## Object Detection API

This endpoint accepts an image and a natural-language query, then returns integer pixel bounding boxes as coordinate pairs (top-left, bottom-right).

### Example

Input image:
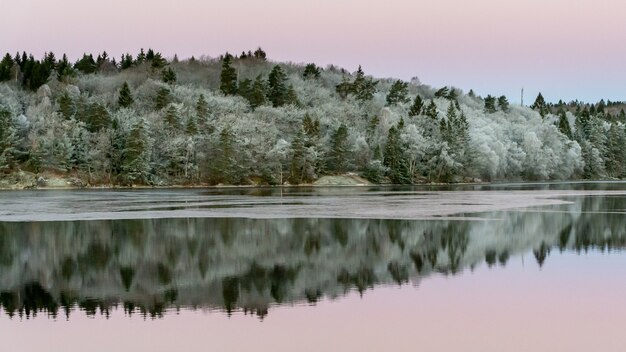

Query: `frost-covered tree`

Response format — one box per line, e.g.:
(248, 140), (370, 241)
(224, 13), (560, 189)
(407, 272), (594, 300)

(386, 80), (409, 106)
(117, 82), (135, 108)
(220, 53), (237, 95)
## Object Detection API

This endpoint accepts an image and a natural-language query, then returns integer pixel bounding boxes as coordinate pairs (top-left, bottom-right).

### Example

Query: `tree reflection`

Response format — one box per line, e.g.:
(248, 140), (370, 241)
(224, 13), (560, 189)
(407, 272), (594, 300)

(0, 197), (626, 319)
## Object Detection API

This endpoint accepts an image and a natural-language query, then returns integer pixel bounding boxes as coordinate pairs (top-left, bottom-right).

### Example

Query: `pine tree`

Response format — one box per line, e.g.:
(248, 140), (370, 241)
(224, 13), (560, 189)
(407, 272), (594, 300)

(485, 95), (496, 114)
(59, 92), (76, 120)
(249, 75), (267, 110)
(164, 104), (180, 130)
(196, 94), (209, 121)
(154, 87), (171, 110)
(121, 121), (150, 184)
(302, 63), (321, 79)
(267, 65), (287, 107)
(289, 128), (306, 184)
(530, 93), (549, 117)
(435, 87), (450, 98)
(559, 110), (572, 139)
(424, 99), (437, 120)
(0, 106), (19, 173)
(498, 95), (509, 112)
(161, 67), (176, 84)
(383, 127), (412, 184)
(409, 95), (424, 117)
(220, 53), (237, 95)
(326, 124), (348, 173)
(386, 80), (409, 106)
(117, 82), (135, 108)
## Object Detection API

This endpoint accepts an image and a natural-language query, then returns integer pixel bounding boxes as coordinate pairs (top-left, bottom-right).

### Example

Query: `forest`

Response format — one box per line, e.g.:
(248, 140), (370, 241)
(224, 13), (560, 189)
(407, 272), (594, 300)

(0, 48), (626, 186)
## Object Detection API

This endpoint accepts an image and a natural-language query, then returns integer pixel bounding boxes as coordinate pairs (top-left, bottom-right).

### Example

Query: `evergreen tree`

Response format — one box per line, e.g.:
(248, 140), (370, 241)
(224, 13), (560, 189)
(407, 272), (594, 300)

(485, 95), (496, 114)
(220, 53), (237, 95)
(409, 95), (424, 117)
(0, 106), (19, 173)
(161, 67), (176, 84)
(383, 127), (412, 184)
(117, 82), (135, 108)
(254, 47), (267, 61)
(530, 93), (549, 117)
(386, 80), (409, 106)
(0, 53), (15, 82)
(59, 92), (76, 120)
(289, 128), (307, 184)
(302, 63), (321, 79)
(249, 75), (267, 109)
(74, 54), (97, 74)
(154, 87), (171, 110)
(435, 87), (450, 98)
(267, 65), (287, 107)
(196, 94), (209, 121)
(559, 110), (572, 139)
(120, 54), (133, 70)
(326, 124), (349, 173)
(424, 99), (437, 120)
(498, 95), (509, 112)
(164, 104), (180, 130)
(121, 121), (150, 184)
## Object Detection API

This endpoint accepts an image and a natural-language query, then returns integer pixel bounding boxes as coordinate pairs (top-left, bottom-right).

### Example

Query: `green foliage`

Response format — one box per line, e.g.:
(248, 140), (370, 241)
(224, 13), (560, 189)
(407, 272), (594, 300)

(335, 66), (378, 102)
(74, 54), (97, 74)
(302, 63), (321, 79)
(267, 65), (288, 107)
(59, 92), (76, 120)
(409, 95), (424, 117)
(485, 95), (496, 114)
(530, 93), (548, 117)
(386, 80), (409, 106)
(0, 106), (19, 172)
(383, 127), (412, 184)
(220, 53), (237, 95)
(161, 67), (176, 84)
(326, 124), (349, 174)
(435, 87), (450, 98)
(154, 87), (172, 110)
(117, 82), (135, 108)
(498, 95), (509, 112)
(559, 111), (572, 139)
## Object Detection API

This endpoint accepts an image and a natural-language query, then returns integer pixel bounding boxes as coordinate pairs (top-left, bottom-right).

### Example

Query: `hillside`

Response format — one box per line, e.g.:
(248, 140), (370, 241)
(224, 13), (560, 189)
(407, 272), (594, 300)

(0, 49), (626, 187)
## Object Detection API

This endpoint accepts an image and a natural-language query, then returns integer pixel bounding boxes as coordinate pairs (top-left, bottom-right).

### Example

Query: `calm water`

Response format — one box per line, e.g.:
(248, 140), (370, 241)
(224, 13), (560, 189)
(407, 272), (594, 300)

(0, 183), (626, 352)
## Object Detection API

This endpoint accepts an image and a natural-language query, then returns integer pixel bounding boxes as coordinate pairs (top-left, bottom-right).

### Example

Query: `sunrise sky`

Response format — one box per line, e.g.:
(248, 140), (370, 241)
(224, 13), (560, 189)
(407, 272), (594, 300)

(0, 0), (626, 103)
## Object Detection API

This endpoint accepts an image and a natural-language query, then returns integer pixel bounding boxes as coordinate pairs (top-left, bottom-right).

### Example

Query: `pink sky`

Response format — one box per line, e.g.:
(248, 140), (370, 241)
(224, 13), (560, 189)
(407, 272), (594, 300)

(0, 0), (626, 102)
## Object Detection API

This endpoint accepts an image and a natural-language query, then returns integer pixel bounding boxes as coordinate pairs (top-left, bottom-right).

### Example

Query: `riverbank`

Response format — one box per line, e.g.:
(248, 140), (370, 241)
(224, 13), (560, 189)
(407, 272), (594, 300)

(0, 171), (376, 190)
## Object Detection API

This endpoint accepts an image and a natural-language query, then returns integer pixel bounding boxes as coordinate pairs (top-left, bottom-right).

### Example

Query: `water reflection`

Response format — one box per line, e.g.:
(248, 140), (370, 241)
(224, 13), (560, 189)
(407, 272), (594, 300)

(0, 197), (626, 318)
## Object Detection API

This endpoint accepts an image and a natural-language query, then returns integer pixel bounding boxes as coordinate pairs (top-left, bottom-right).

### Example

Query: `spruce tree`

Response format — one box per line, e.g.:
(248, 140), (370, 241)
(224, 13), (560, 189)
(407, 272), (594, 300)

(220, 53), (237, 95)
(154, 87), (171, 110)
(267, 65), (287, 107)
(161, 67), (176, 85)
(383, 127), (411, 184)
(409, 95), (424, 117)
(196, 94), (209, 121)
(0, 106), (19, 173)
(326, 124), (348, 173)
(530, 93), (549, 117)
(386, 80), (409, 106)
(59, 91), (76, 120)
(498, 95), (509, 112)
(117, 82), (135, 108)
(559, 110), (572, 139)
(304, 63), (321, 79)
(485, 95), (496, 114)
(249, 75), (267, 110)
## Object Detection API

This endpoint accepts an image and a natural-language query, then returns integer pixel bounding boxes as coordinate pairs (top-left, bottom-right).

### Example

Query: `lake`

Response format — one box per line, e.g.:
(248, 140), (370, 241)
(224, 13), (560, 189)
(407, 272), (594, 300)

(0, 182), (626, 352)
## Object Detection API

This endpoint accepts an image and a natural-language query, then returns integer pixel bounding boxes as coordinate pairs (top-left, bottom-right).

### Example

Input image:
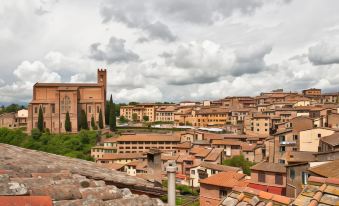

+++

**PROBLEM STATEMENT:** Pick out every line in the rows above that contains the string "water", and copy each of those lines. Case counts.

**THE SOLUTION:**
Query: `calm water`
Query: `water reflection`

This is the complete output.